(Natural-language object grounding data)
▬▬▬
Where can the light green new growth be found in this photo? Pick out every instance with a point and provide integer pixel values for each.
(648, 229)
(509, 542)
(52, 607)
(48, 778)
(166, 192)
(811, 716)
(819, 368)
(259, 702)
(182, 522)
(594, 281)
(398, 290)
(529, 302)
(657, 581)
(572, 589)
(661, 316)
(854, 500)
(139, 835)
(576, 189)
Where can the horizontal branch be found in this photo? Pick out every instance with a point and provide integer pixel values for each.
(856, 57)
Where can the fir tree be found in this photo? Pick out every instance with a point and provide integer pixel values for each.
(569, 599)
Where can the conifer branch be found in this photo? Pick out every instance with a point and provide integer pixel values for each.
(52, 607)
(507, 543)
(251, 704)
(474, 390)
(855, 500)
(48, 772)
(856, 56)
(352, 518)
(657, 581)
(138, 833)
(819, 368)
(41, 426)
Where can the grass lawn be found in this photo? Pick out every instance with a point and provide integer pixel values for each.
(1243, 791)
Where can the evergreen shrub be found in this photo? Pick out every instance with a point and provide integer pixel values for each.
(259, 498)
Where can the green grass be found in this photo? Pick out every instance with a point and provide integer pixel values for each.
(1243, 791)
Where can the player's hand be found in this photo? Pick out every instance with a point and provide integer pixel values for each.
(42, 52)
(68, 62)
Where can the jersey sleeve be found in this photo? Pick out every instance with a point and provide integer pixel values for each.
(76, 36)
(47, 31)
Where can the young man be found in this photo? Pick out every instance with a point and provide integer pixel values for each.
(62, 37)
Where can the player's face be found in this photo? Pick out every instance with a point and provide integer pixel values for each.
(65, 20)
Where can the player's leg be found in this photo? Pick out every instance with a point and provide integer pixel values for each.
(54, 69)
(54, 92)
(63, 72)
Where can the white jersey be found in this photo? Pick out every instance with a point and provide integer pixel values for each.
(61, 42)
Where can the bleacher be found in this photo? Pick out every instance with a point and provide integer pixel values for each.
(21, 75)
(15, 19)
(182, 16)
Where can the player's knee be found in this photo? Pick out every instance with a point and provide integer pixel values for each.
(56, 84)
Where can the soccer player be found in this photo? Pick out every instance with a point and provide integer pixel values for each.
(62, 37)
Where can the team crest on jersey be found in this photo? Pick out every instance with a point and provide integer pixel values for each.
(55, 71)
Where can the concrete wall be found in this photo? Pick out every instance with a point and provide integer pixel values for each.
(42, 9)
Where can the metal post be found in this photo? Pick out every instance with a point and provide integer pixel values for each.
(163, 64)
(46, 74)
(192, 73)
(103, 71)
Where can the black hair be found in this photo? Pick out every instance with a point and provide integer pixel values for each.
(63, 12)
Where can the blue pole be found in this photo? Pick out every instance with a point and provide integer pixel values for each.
▬▬▬
• AIM OF THE TASK: Set down all of the records shown above once more, exactly.

• WRITTEN ANSWER:
Where can the light green new growth be found in this photo? Pick out every instance with a point and provide integer pixel values for each.
(648, 229)
(509, 542)
(52, 607)
(48, 778)
(166, 192)
(811, 716)
(819, 368)
(259, 702)
(182, 522)
(594, 281)
(398, 290)
(529, 302)
(657, 581)
(572, 589)
(661, 316)
(854, 500)
(139, 835)
(576, 189)
Where can the horizontal branch be found in this photo? Pick out every instance with a point and provide integer pixel values for each.
(856, 57)
Where can the fir tree be found in this photo? Pick out every instance with a point and provide integer pixel values for each.
(569, 599)
Where can the conifer branch be found in this photo? Pick out every instance with a point and provide integer pixel values for each.
(52, 607)
(507, 543)
(251, 704)
(474, 390)
(855, 500)
(48, 772)
(856, 56)
(352, 518)
(657, 581)
(138, 833)
(819, 368)
(41, 426)
Where can the grass lawn be found in this photo? Pick out every instance with a point and provide integer pixel values for each.
(1243, 791)
Where can the evergreen shrub be found in this photo? Pick out every instance with a point and provide integer pixel values for each.
(259, 498)
Where can the green grass be found in this photo? Pick out every instance with a point and provide integer pixel values for each.
(1243, 791)
Where can the player's hand be found in this photo? Pick out every instance with a point and provide integer pixel values for each.
(42, 52)
(68, 62)
Where can the jersey sleeve be found in this photo? Pick out every instance with a point and provide integer pixel values for each.
(76, 36)
(47, 31)
Where can the young man be found in this photo? Pick out every instance with a point and provide integer pixel values for each.
(62, 37)
Where can the player's face be found in this photo? Pick out every instance with a point and provide integer pixel values for each.
(65, 20)
Where can the player's leg be found in this photo? Pick out every instance with a point and provide integer pixel values for each.
(54, 69)
(54, 92)
(63, 72)
Where can the white jersey be found in this photo? Pick out every instance with a point and provide integer pixel values for each.
(61, 42)
Where can the bleacher be found in this photo? Pick out every instance with a point and provide integer pixel values for each.
(21, 75)
(15, 19)
(182, 16)
Where can the player's knee be found in this photo? Pick out every instance with a point and provide integer pixel values for each.
(56, 84)
Where can the soccer player be found in this photo? Pick out every instance with a point and provide integer pixel values for each.
(62, 37)
Where can the team crest on jersey be found in this photo? Pick out every instance with a point and provide integer pixel values for each.
(55, 71)
Where can the concrete wall be found in this photo? Pick out every instance with a point and provide integer pixel values for each.
(42, 9)
Where can the metal post be found in this photo? Pick out every instance with a point and provide integer pixel values for each.
(163, 64)
(46, 74)
(192, 73)
(103, 71)
Where can the black hair be found in this photo? Pick out every instance with a point and provide integer pixel values for each.
(63, 12)
Where can the blue pole be found in this photo? Pick out every instance with a point and provide integer pixel values for each.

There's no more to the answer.